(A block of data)

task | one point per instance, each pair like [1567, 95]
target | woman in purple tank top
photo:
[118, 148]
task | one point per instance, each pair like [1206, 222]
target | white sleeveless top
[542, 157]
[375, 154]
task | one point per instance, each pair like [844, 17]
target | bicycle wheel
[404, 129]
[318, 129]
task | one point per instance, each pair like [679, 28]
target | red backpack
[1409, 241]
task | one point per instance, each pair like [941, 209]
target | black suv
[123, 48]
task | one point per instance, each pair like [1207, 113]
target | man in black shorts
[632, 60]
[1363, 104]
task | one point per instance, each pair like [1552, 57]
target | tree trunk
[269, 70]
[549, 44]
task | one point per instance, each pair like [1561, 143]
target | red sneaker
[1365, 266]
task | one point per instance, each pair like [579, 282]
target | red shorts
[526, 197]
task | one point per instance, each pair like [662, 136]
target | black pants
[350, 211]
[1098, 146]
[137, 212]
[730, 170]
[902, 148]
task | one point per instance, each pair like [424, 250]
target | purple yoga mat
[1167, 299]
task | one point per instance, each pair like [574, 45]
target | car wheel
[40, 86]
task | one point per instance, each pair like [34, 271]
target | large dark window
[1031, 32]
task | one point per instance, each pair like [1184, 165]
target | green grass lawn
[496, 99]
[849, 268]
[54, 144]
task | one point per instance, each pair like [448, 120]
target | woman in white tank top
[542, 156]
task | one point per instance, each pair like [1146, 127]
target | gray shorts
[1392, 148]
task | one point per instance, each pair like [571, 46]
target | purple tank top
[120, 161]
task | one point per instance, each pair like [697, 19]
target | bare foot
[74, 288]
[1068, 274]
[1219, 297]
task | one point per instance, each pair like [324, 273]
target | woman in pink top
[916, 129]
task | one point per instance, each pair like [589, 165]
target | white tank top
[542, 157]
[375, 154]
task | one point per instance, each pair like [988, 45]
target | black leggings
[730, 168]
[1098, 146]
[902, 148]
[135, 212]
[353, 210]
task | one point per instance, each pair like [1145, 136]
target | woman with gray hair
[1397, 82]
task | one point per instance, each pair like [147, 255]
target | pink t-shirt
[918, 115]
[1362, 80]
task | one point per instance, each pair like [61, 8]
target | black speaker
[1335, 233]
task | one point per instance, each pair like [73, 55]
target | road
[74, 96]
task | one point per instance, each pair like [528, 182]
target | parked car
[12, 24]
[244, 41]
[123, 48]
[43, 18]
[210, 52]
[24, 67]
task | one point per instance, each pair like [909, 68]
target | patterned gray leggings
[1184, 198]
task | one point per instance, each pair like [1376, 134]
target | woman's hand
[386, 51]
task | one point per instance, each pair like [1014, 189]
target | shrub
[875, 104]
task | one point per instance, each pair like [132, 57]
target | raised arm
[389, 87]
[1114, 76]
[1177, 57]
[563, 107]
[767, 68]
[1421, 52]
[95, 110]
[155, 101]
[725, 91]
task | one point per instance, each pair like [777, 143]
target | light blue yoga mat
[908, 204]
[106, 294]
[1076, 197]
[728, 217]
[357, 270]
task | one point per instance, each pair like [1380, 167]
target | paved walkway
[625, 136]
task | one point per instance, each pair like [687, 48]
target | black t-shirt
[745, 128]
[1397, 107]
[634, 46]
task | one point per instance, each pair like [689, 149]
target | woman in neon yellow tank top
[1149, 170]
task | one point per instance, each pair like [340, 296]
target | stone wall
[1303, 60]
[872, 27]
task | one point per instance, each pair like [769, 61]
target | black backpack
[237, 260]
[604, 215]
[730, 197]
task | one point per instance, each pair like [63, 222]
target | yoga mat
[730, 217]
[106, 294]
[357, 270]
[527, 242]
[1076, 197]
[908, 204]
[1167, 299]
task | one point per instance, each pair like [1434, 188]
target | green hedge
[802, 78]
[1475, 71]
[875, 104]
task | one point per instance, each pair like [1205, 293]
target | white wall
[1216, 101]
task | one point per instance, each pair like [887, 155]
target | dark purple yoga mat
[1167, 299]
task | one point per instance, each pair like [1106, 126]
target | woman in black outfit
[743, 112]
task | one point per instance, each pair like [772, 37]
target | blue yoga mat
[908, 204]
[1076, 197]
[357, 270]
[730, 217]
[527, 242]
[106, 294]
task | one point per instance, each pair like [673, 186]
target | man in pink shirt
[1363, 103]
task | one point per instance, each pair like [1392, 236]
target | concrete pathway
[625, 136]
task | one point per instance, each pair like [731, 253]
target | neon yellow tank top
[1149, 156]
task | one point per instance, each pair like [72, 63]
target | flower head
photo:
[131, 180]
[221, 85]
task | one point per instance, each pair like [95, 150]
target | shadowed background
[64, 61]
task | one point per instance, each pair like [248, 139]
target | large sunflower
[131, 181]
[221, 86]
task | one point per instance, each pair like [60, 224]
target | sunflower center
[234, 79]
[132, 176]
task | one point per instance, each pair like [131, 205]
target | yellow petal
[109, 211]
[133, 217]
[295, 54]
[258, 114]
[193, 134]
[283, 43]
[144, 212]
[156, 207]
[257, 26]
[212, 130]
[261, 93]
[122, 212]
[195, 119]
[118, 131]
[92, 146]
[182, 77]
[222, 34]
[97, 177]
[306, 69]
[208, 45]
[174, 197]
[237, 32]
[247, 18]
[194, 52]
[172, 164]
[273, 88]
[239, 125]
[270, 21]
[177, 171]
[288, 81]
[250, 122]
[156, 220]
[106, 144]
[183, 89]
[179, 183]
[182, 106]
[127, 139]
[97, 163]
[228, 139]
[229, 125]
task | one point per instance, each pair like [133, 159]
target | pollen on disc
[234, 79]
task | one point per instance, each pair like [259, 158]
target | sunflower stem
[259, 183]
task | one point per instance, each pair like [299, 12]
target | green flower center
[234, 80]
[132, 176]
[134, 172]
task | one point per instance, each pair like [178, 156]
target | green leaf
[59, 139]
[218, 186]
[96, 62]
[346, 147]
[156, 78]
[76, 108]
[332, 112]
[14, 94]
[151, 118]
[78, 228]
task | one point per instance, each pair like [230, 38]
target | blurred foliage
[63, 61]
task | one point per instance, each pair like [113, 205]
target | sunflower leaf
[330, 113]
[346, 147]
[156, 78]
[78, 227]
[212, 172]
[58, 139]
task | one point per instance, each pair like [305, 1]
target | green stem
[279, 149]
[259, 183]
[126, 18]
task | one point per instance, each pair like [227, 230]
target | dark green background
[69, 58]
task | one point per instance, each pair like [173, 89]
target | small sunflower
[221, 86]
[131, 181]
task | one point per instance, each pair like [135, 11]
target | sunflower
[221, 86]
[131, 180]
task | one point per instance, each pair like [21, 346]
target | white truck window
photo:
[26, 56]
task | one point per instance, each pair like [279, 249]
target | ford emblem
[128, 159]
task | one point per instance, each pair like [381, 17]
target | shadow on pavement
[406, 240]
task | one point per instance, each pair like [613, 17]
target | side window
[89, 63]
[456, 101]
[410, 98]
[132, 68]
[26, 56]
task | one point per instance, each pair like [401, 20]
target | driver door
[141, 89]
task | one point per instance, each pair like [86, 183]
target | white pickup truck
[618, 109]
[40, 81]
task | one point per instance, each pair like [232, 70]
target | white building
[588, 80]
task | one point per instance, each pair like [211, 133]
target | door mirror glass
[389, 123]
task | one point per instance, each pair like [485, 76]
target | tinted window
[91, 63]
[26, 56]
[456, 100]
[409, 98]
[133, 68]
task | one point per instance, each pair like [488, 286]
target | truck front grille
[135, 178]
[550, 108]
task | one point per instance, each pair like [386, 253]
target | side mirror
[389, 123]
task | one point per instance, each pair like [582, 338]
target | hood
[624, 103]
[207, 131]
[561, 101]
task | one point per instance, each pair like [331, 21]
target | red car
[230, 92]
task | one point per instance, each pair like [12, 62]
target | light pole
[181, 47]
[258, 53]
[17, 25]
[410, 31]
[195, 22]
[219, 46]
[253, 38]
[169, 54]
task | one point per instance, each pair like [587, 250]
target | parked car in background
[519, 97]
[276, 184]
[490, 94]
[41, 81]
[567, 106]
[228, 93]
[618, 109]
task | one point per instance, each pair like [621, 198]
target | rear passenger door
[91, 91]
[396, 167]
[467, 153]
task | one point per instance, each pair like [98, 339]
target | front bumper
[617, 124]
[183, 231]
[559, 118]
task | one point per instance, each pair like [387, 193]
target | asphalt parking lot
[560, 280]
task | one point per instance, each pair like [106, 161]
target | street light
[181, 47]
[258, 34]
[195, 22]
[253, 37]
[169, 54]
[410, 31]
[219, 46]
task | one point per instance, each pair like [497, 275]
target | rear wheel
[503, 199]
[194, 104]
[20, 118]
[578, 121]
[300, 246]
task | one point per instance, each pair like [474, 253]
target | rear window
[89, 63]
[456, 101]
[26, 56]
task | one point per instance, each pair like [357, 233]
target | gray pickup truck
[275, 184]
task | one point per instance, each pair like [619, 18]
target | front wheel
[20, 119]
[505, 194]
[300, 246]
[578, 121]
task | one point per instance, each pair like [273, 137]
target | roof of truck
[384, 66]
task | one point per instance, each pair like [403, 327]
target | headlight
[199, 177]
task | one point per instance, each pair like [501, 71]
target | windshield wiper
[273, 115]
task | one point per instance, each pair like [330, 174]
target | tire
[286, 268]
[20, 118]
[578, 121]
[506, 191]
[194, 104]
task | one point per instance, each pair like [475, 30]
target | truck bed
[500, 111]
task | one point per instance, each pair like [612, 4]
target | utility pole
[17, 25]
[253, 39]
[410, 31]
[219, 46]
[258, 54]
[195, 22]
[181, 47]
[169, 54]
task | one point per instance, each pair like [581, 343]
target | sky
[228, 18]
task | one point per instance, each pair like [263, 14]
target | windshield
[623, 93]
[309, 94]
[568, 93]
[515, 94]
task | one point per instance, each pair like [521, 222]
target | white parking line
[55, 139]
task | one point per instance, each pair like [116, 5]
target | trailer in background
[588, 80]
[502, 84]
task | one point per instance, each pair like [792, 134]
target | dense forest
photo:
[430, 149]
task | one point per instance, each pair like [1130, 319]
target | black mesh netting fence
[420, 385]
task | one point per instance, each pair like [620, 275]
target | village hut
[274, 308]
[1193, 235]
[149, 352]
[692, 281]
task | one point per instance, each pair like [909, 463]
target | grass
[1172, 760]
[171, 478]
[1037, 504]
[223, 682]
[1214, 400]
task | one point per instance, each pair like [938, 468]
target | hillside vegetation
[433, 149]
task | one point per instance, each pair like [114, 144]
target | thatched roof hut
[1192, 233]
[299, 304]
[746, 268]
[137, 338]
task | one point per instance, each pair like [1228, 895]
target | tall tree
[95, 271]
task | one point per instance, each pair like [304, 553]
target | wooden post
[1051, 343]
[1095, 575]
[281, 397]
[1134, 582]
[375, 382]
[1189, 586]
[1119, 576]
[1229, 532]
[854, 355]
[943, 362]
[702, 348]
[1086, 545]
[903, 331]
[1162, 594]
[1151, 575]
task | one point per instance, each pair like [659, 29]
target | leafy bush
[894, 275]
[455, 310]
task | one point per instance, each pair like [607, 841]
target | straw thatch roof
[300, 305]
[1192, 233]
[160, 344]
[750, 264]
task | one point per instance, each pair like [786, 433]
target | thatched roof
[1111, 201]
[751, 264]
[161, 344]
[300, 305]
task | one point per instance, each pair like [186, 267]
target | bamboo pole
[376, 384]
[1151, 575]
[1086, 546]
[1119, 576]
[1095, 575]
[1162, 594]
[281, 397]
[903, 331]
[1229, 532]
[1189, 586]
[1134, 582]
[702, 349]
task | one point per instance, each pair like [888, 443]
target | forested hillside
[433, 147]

» What needs to be done: Scale the records from the line with "task | one point per instance, each pair like [147, 255]" up to and including the line with "[1149, 170]". Write out every one of those lines again, multiplying each answer coordinate by 1.6 and rounding it to a whole number (halves round up), and leave all other text unchanged.

» Reply to the task:
task | one point per instance, each pair like [147, 255]
target | pink t-shirt
[1469, 184]
[2179, 128]
task | one point per instance, each pair like [61, 8]
target | black speaker
[2136, 373]
task | one point per instance, each pair like [73, 55]
target | road
[118, 154]
task | one point per instance, each pair like [528, 182]
target | parked car
[19, 38]
[390, 66]
[197, 77]
[69, 29]
[336, 83]
[38, 107]
task | one point per instance, each pair like [909, 68]
target | patterned gray leggings
[1894, 317]
task | one point per instance, each pair like [1376, 134]
target | woman's hand
[618, 82]
task | one point per instance, each pair like [1014, 189]
target | shrub
[1400, 166]
task | one point per instance, each pair like [132, 57]
target | raised arm
[622, 139]
[1782, 122]
[1883, 91]
[901, 171]
[1227, 109]
[2274, 83]
[152, 176]
[248, 162]
[1160, 146]
task | one point per instance, each pair like [777, 143]
target | light blue yoga mat
[1453, 326]
[170, 470]
[1722, 315]
[1165, 347]
[571, 432]
task | one point per instance, each pair like [1380, 167]
target | paved walkway
[1000, 218]
task | one point per instance, each pair like [687, 48]
target | black t-shirt
[1192, 205]
[2235, 171]
[1014, 74]
task | one point per instance, each pair like [689, 149]
target | woman in neon yellow tank top
[1838, 272]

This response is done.